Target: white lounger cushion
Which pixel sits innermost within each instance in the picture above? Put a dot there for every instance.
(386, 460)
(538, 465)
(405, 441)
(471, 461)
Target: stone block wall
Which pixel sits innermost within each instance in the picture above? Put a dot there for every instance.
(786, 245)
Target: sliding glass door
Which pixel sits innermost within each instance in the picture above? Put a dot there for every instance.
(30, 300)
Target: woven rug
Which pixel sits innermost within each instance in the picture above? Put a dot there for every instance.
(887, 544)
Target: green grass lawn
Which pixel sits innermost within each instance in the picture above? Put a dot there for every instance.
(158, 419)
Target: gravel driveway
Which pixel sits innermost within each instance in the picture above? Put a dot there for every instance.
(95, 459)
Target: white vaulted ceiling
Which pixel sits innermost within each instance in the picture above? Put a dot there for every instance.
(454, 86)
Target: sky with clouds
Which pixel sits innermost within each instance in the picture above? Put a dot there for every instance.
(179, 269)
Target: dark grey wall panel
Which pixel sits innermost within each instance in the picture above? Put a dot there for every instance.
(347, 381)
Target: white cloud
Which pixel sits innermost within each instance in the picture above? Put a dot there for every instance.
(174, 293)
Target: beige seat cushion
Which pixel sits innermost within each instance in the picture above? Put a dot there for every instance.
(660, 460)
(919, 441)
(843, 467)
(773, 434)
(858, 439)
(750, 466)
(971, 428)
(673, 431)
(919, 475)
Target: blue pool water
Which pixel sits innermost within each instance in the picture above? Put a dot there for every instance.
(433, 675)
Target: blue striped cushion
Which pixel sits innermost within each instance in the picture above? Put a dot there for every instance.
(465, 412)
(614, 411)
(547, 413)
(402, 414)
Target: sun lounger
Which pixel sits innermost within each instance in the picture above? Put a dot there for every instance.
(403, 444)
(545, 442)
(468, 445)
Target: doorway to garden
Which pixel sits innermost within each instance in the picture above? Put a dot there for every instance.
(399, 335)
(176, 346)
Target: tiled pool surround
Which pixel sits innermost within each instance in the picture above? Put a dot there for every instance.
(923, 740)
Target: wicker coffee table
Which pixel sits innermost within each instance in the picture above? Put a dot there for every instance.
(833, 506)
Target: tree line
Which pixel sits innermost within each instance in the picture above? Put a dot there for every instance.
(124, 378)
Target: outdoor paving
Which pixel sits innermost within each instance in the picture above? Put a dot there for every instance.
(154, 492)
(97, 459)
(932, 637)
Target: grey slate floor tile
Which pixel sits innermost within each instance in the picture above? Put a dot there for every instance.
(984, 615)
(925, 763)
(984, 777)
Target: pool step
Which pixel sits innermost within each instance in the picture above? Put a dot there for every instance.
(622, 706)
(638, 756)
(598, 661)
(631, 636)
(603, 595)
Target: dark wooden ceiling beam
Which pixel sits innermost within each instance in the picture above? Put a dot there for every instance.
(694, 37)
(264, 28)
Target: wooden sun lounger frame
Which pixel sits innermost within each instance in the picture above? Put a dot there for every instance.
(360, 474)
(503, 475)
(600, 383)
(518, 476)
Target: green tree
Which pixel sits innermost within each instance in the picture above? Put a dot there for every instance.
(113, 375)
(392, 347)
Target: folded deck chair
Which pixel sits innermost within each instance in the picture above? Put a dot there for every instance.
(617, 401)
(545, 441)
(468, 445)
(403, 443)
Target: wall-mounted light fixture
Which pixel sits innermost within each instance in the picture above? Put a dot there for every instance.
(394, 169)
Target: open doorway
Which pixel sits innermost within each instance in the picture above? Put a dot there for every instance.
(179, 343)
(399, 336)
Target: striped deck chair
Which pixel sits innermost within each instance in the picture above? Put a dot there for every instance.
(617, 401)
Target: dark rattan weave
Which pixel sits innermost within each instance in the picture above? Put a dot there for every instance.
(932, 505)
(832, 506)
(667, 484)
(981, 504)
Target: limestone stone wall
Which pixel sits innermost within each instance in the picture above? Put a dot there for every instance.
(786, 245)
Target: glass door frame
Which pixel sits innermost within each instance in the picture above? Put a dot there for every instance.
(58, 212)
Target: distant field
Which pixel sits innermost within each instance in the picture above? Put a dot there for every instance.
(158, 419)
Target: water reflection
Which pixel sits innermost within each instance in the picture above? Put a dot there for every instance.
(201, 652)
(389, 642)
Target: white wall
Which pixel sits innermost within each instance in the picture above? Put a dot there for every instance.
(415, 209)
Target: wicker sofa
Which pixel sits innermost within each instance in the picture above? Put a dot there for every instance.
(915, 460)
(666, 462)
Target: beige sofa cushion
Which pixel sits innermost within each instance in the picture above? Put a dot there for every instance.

____

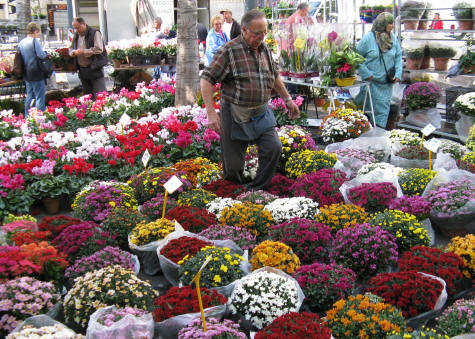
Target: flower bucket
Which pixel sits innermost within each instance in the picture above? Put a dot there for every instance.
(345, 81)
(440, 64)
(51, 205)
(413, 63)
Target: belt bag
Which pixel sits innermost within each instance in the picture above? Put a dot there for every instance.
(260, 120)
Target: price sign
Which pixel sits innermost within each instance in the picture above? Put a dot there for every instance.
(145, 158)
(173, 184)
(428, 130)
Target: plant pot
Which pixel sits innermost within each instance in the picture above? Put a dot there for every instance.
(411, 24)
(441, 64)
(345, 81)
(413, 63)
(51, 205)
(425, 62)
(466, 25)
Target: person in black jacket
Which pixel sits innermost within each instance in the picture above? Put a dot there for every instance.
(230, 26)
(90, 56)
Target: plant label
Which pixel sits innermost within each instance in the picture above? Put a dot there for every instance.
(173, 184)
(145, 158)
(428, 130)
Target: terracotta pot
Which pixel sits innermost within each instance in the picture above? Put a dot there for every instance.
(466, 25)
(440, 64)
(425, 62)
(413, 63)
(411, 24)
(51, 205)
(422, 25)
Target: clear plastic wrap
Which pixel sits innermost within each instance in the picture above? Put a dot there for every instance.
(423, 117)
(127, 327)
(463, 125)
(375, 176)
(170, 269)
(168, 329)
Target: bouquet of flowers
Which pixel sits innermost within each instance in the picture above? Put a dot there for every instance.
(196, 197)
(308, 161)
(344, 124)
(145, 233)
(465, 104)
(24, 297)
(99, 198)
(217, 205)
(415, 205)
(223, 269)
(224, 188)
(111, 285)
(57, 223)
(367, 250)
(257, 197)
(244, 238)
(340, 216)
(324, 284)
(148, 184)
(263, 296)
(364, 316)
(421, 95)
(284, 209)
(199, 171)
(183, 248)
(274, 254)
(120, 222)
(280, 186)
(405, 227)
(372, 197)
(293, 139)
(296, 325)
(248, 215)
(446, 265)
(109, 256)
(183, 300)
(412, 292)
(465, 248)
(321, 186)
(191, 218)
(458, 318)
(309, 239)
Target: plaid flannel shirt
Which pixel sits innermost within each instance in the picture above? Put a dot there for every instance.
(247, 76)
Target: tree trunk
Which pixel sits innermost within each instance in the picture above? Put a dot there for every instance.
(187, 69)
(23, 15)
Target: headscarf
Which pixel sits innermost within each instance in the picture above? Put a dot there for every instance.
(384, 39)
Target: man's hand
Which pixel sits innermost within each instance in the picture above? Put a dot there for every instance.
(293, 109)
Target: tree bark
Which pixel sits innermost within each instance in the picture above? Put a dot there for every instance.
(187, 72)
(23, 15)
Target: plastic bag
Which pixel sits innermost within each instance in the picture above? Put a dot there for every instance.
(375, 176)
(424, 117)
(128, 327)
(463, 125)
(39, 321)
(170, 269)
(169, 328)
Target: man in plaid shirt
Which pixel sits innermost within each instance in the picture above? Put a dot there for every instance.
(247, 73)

____

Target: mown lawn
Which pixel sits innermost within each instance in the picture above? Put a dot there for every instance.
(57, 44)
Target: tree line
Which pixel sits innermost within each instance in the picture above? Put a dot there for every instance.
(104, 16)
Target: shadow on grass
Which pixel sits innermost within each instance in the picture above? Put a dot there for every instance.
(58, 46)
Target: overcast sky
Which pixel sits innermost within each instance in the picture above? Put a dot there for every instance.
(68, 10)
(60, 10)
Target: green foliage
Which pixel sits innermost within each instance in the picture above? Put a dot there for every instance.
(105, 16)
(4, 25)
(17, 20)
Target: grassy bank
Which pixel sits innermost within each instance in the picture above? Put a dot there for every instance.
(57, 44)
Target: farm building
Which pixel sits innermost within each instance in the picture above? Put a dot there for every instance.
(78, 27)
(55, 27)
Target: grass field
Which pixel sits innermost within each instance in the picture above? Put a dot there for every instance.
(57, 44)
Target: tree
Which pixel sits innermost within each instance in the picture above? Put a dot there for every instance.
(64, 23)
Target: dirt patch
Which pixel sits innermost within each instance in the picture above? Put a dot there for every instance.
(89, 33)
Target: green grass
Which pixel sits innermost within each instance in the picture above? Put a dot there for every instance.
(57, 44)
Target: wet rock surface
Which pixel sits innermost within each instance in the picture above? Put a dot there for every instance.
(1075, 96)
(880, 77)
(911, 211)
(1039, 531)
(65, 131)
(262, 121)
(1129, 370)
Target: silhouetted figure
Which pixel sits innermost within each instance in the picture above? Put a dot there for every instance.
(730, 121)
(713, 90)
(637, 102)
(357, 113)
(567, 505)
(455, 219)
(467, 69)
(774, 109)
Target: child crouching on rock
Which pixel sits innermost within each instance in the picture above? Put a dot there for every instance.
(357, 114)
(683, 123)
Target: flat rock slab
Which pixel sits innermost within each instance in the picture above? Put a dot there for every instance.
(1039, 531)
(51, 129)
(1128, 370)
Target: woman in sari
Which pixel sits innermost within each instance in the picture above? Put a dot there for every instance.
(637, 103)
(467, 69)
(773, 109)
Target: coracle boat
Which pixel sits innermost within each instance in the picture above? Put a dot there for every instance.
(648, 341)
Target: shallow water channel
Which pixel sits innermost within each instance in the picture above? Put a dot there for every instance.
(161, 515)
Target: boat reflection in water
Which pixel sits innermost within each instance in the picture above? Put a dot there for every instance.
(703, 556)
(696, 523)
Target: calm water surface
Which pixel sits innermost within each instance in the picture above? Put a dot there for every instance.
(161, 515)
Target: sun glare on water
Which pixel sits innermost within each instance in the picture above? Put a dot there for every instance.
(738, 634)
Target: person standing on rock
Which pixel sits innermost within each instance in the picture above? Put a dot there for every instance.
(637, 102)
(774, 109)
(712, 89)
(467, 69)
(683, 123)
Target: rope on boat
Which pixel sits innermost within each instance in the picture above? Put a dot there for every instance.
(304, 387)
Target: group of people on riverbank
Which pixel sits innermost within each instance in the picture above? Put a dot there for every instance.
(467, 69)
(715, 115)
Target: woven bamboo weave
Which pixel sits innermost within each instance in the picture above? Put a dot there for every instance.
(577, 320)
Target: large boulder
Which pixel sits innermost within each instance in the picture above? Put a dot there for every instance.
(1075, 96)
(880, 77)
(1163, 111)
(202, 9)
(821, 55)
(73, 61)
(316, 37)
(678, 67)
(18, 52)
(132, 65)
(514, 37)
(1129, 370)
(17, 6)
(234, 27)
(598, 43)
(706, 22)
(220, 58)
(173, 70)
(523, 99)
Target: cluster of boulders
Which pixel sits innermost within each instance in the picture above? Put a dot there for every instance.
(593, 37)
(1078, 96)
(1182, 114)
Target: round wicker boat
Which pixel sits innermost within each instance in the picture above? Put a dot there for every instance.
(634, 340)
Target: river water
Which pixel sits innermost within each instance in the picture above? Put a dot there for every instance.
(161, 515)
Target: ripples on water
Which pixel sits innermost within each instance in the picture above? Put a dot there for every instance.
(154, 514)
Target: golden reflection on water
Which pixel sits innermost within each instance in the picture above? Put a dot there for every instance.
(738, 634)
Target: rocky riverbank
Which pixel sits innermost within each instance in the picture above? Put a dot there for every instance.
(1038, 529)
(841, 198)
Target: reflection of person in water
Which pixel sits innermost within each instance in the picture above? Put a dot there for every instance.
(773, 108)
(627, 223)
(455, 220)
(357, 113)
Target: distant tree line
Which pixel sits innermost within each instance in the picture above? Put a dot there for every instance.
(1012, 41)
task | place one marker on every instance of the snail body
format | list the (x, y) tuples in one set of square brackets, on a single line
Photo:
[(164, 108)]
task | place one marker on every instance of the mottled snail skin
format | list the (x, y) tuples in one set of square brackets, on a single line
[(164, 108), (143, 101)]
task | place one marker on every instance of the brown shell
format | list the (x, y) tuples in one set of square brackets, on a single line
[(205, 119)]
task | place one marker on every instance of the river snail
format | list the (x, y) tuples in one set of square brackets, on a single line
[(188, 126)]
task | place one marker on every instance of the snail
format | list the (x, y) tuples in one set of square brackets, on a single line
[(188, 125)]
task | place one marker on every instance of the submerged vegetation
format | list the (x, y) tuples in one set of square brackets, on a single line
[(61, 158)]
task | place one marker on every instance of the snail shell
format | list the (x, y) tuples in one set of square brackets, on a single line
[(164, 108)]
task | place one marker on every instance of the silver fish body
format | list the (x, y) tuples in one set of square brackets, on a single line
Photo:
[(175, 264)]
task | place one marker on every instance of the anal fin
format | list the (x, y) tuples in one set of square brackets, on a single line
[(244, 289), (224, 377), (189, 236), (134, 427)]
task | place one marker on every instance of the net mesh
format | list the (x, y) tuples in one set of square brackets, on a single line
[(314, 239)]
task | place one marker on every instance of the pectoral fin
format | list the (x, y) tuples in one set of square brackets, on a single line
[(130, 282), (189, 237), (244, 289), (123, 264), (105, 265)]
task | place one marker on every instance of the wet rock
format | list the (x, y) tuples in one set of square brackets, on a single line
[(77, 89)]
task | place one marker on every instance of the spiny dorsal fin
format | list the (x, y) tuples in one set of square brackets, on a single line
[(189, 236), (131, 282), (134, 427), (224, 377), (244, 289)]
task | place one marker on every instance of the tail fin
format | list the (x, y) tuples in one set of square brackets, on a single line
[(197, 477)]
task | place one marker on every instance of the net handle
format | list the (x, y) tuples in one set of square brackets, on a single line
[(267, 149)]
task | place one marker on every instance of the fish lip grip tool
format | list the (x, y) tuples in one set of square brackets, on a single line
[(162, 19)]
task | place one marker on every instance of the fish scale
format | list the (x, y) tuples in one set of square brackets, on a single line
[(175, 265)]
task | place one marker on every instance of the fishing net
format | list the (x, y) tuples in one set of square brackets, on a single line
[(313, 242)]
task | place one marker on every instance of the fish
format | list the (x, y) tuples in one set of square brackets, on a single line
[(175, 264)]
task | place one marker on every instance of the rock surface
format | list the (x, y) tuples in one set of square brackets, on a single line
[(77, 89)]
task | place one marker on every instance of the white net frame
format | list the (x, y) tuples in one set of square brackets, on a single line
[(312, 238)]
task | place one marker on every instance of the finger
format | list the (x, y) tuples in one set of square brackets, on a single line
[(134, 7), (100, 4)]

____

What is needed: Would you retype the lines above from the one with "Target: rope on boat" down to the one with "Target: large boulder", word for word, both ends included and no other lines?

Result:
Target: rope on boat
Which pixel sits innermost within each instance in the picture above? Put a dot there for every instance.
(304, 387)
Target: group of people on riverbank
Which pixel sits innermost within each instance in the picture above? Put a dot there for every instance.
(467, 69)
(715, 115)
Target: woven bamboo weave
Which pixel sits innermost within each instance in the picture above? Put a dot there for every instance.
(577, 320)
Target: large boulder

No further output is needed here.